TASK BRIEF
Output the data that follows exactly, line for line.

Dataset records:
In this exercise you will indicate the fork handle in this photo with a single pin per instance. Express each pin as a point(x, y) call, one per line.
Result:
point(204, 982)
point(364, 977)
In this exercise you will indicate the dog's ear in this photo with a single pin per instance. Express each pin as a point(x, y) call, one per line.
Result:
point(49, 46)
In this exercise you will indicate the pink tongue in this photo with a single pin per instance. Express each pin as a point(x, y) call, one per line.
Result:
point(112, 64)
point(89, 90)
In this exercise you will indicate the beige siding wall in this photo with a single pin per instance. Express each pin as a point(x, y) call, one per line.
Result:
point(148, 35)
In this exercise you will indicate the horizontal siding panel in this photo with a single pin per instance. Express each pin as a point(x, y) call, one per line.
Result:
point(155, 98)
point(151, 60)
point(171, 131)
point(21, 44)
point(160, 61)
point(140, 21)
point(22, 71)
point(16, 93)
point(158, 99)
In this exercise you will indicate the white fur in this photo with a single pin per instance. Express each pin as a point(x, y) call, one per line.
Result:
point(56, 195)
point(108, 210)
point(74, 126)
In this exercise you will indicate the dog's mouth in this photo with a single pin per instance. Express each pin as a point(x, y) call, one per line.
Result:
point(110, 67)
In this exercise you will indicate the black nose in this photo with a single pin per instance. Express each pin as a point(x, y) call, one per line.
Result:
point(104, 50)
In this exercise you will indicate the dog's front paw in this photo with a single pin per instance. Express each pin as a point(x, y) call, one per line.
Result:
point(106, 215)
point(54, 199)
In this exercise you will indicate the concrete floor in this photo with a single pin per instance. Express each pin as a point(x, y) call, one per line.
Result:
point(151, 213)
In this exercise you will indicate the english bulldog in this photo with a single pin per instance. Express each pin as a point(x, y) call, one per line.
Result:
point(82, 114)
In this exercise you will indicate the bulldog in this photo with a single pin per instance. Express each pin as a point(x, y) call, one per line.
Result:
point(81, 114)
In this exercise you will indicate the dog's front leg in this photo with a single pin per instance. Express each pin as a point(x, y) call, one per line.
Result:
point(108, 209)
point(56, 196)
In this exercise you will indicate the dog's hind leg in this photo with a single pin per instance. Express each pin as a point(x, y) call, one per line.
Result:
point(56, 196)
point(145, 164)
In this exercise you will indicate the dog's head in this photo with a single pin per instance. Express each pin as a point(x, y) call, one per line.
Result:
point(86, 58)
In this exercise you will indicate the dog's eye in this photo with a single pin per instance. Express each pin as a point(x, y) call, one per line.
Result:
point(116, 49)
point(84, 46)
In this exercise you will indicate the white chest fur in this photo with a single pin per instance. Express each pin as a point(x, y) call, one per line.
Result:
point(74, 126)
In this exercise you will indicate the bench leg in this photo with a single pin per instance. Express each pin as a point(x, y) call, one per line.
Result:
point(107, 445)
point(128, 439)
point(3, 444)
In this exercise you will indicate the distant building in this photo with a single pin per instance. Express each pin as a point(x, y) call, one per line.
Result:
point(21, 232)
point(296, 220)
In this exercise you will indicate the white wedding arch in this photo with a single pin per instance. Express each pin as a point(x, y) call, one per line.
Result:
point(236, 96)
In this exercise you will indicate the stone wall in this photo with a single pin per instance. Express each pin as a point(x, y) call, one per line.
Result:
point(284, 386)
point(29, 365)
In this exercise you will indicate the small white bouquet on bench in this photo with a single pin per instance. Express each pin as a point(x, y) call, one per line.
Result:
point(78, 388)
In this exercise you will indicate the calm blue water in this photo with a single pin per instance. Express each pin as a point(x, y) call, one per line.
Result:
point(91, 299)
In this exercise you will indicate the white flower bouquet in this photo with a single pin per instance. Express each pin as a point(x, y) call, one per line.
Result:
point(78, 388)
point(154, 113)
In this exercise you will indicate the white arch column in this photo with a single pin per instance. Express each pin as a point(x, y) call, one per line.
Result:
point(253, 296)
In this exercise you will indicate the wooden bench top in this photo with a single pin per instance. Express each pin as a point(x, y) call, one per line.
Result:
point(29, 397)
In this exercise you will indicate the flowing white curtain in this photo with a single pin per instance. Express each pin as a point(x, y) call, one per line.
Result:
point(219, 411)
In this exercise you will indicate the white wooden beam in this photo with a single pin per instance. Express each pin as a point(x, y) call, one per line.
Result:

EXERCISE ANSWER
In this exercise you will indicate the fork handle in this photo with a single pin per instance. Express each pin as a point(x, y) call, one per line.
Result:
point(204, 982)
point(364, 977)
In this exercise you will indicate the dog's ear in this photo with a single pin per instance. Express each pin as a point(x, y) call, one per line.
Result:
point(49, 46)
In this exercise you will indicate the pink tongue in this photo with a single pin per instance. Express each pin as a point(x, y) call, one per line.
Result:
point(112, 64)
point(89, 90)
In this exercise you will indicate the beige siding wall in this photo with a single pin per instance. Express each pin as a point(x, y) call, one per line.
Result:
point(148, 35)
In this exercise you will indicate the horizontal siding panel in this photo with a single pin per instance. Express each pin as a point(x, y) call, one per line.
Result:
point(155, 98)
point(151, 60)
point(171, 131)
point(21, 44)
point(160, 61)
point(140, 21)
point(22, 71)
point(16, 93)
point(158, 99)
In this exercise you will indicate the white fur in this photo with a single pin per instance. Express each pin as a point(x, y) call, one per line.
Result:
point(56, 195)
point(108, 210)
point(74, 126)
In this exercise you will indicate the dog's mouth in this photo with a single pin per instance. Express each pin as a point(x, y) call, one per line.
Result:
point(110, 67)
In this exercise you will indicate the black nose in this photo with a single pin per instance. Express each pin as a point(x, y) call, one per line.
Result:
point(104, 50)
In this exercise you will indicate the dog's front paw in this photo with a single pin per instance. Express each pin as a point(x, y) call, one per line.
Result:
point(106, 215)
point(54, 199)
In this exercise you will indicate the concrete floor in this photo with a single pin per instance. Express each pin as a point(x, y) call, one per line.
Result:
point(151, 213)
In this exercise you will indicate the english bulldog in this photo with a single pin per instance. Express each pin as a point(x, y) call, one per line.
Result:
point(82, 114)
In this exercise you will indicate the bulldog in this photo with a single pin per instance. Express each pin as a point(x, y) call, one per line.
Result:
point(81, 114)
In this exercise you will indicate the dog's front leg in this photo with a single pin per instance. Express each pin as a point(x, y) call, one per line.
Result:
point(108, 209)
point(56, 196)
In this exercise you will indicate the dog's hind leg in this photo with a single pin per instance. Express each pin as a point(x, y) call, one per line.
Result:
point(56, 196)
point(145, 164)
In this exercise you will indicate the dog's head in this photo with a single pin per instance. Express each pin as a point(x, y) call, one per line.
Result:
point(86, 58)
In this exercise you will indicate the dog's eye in this photo with a single pin per instance. Express each pin as a point(x, y) call, one per line.
Result:
point(116, 49)
point(84, 46)
In this exercise you will indicate the white chest fur in this photo with a single pin per instance. Express each pin as a point(x, y) call, one per line.
Result:
point(74, 126)
In this exercise you will indicate the bench leg in this photo with a single pin per instance. Express each pin as a point(x, y) call, one per line.
Result:
point(107, 445)
point(128, 439)
point(3, 444)
In this exercise you will indicate the distant building in this photo with a single pin per instance. Express each pin as a point(x, y) call, one per line.
Result:
point(21, 232)
point(296, 220)
In this exercise you will indicate the white wedding arch in this photo with a single pin per instance. Express each pin as a point(x, y) call, one per line.
Result:
point(236, 96)
In this exercise you will indicate the stone wall in this photo with a single pin per instance. Express each pin as a point(x, y) call, one per line.
Result:
point(284, 386)
point(29, 365)
In this exercise you will indicate the small white bouquet on bench in this photo with a single pin per instance. Express each pin as a point(x, y) call, one per line.
Result:
point(78, 388)
In this exercise you will indicate the calm blue water in this photo with a single pin per instance. Express each pin as a point(x, y) call, one per line.
Result:
point(91, 299)
In this exercise you will indicate the white flower bouquet in this photo with a single pin per instance. Express each pin as a point(x, y) call, one per line.
Result:
point(78, 388)
point(154, 113)
In this exercise you will indicate the white arch column in this photo with a single pin per instance. Express each pin as a point(x, y) call, one per line.
Result:
point(253, 296)
In this exercise you will indicate the wooden bench top in this photo with a single pin per instance. Express each pin as a point(x, y) call, one per line.
Result:
point(29, 397)
In this exercise you will indicate the flowing white curtain in this photo with a single pin per instance. Express each pin as a point(x, y) call, one per line.
Result:
point(219, 411)
In this exercise you will indicate the white wooden beam in this photo with a single pin per instance. Express each pin as a point(x, y) call, one per line.
Result:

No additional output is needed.